__TEXTE DE LA PAGE__:

··········

A PROPOS DE LA CRÉATION DE "LA COMÉDIE NOUVELLE-SARL PHILIPPE CAUBÈRE PRODUCTIONS"
Article paru dans Le Monde daté du 17/09/88

LES HOMMES DE L'ART
Un comédien qui compte

" Le but de notre entreprise n’est pas le profit. C’est la création. " L’homme qui parle ainsi est un comédien : Philippe Caubère, qui a monté une mini-PME pour produire ses spectacles. Ainsi, c’est la société Caubère Productions qui a financé Les Enfants du soleil, qu’il interprétera à partir du 21 septembre, au Théâtre des Arts-Hébertot, à Paris.
" Un jour, ça m’a pris de jouer ma vie sur la scène ", comme il le dit joliment. Il commence par le début, c’est-à-dire par son enfance, qu’il interprète dans La Danse du diable. Mais aucun théâtre ne veut héberger cet ancien du Théâtre du Soleil d’Ariane Mnouchkine, qui joue seul sur scène avec pour tout costume un jean et un vieil imperméable. Grâce aux indemnités de chômage, à l’argent prêté par sa femme et au soutien d’amis belges, il réussit, en mars 1981, à monter son spectacle dans une petite salle bruxelloise. En juillet, Philippe Caubère joue au Festival d’Avignon. Un bon tremplin.
" Pour bien travailler, j’ai besoin de sécurité, explique Caubère. Il fallait aussi constituer une pelote pour la suite. " En 1984, il crée Caubère Productions – La Comédie nouvelle, une SARL au capital de 330 000 F, dont il confie la gérance à Véronique Coquet. Le principe est simple : chaque création devra permettre de financer la suivante.

··········

__DONNÉES EXTRAITES__:
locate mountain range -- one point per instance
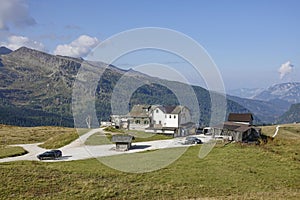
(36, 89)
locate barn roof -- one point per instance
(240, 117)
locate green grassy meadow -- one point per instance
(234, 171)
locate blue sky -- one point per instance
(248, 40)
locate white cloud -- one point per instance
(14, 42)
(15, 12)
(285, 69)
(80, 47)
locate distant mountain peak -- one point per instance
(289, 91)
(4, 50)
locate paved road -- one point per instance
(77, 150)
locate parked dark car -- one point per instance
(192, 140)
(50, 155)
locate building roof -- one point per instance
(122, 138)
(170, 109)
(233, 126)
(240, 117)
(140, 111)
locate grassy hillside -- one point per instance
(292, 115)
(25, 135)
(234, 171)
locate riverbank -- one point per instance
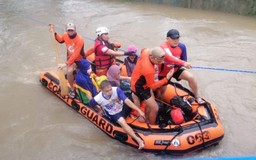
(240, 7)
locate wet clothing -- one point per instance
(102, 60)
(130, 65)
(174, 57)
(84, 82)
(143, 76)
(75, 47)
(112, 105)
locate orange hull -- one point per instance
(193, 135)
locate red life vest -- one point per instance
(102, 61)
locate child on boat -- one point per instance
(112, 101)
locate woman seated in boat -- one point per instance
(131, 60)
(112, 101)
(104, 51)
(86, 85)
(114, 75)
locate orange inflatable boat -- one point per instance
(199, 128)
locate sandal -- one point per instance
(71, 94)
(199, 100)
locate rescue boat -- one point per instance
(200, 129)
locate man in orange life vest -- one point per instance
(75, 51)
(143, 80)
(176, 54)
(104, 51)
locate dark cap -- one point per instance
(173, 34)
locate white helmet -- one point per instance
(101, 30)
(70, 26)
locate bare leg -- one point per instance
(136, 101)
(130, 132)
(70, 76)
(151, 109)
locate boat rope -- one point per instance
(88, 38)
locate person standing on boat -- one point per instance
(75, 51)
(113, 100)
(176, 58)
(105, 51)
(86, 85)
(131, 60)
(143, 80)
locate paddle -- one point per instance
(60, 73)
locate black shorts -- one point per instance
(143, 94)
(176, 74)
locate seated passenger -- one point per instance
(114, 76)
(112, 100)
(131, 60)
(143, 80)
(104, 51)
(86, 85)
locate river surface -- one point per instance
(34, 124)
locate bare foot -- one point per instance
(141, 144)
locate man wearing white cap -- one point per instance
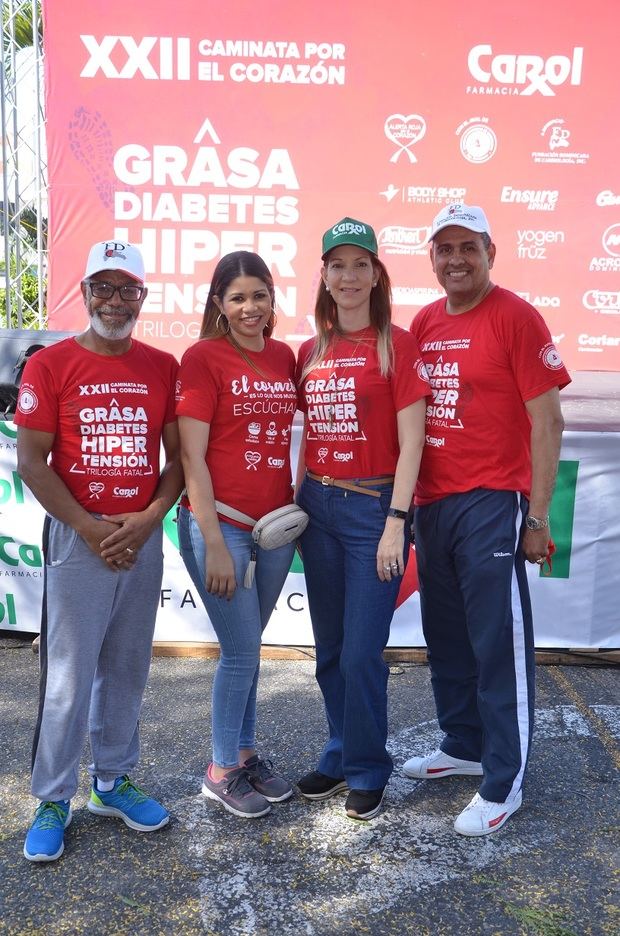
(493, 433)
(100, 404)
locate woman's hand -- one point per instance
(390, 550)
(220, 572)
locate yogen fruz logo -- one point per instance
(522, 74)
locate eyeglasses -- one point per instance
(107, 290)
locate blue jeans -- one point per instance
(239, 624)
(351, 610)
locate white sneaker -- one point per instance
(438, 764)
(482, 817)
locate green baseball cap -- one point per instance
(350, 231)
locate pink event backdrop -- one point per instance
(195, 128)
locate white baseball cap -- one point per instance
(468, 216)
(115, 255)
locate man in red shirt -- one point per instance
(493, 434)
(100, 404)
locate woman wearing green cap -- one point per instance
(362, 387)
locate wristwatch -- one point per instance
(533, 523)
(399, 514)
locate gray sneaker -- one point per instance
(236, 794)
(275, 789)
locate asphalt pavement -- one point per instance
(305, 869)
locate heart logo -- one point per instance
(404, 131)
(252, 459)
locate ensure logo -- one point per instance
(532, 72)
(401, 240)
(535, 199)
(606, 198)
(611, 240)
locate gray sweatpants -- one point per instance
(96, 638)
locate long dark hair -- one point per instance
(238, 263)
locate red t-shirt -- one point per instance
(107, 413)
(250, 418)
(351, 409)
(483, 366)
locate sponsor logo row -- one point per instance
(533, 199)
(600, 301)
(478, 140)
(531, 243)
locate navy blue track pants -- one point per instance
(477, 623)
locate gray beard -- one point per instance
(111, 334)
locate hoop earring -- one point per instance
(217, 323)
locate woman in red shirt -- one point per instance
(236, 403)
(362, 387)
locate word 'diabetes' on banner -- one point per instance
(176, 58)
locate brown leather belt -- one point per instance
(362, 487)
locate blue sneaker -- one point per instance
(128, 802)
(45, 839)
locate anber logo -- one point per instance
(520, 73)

··········

__CONSIGNES__:
**A.** Réécrivez les lignes des données extraites en partant de la ligne qui contient « locate heart logo -- one point per instance » et en allant jusqu'à la fin de ces données. Remplacez « blue sneaker » par « white sneaker » sans rien modifier d'autre.
**B.** Poursuivez l'article sur la société de production de Philippe Caubère après sa dernière phrase.

__CORRIGÉ__:
**A.**
locate heart logo -- one point per instance
(404, 131)
(252, 459)
locate ensure logo -- one point per instance
(532, 72)
(401, 240)
(535, 199)
(606, 198)
(611, 240)
locate gray sweatpants -- one point per instance
(96, 638)
locate long dark hair -- one point per instance
(238, 263)
locate red t-shirt -- one point per instance
(107, 413)
(250, 418)
(351, 409)
(483, 366)
locate sponsor logo row -- one point per instance
(533, 199)
(600, 301)
(478, 140)
(531, 243)
locate navy blue track pants -- one point per instance
(477, 623)
locate gray beard -- one point per instance
(111, 334)
locate hoop earring -- one point per instance
(217, 323)
locate woman in red shirt -- one point per instance
(236, 403)
(362, 387)
locate word 'diabetes' on banner -- one point per instance
(176, 58)
locate brown leather belt -- one point per instance
(362, 487)
locate white sneaker -- one point per instance
(128, 802)
(45, 839)
locate anber logo -- one point per instance
(520, 73)

**B.**
Car monter un spectacle suppose un budget. La préparation des Enfants du soleil a coûté 650 000 F en répétitions, conseils artistiques, etc. A cela s’ajoute la location du théâtre : 750 000 F pour trois mois. Restent à payer 600 000 F pour le personnel, 700 000 F de publicité et 100 000 F d’aménagements scéniques.
Les recettes se limitent essentiellement aux entrées. Et, dans ce domaine, Philippe Caubère joue la modération. Il a fixé le prix des places à 155 F maximum. Contre 200 ou 220 F dans la plupart des théâtres privés. Et encore, la jolie salle Hébertot, qui peut officiellement accueillir 630 personnes, contient-elle seulement 500 bonnes places. Au-delà, les spectateurs se tordent le cou ! Quant aux aides publiques, elles sont irrégulières et parcimonieuses : 70 000 F en 1982, 50 000 en 1986, 100 000 en 1987... Caubère a fait ses comptes : pour échapper au déficit, il devra vendre chaque soir 350 places !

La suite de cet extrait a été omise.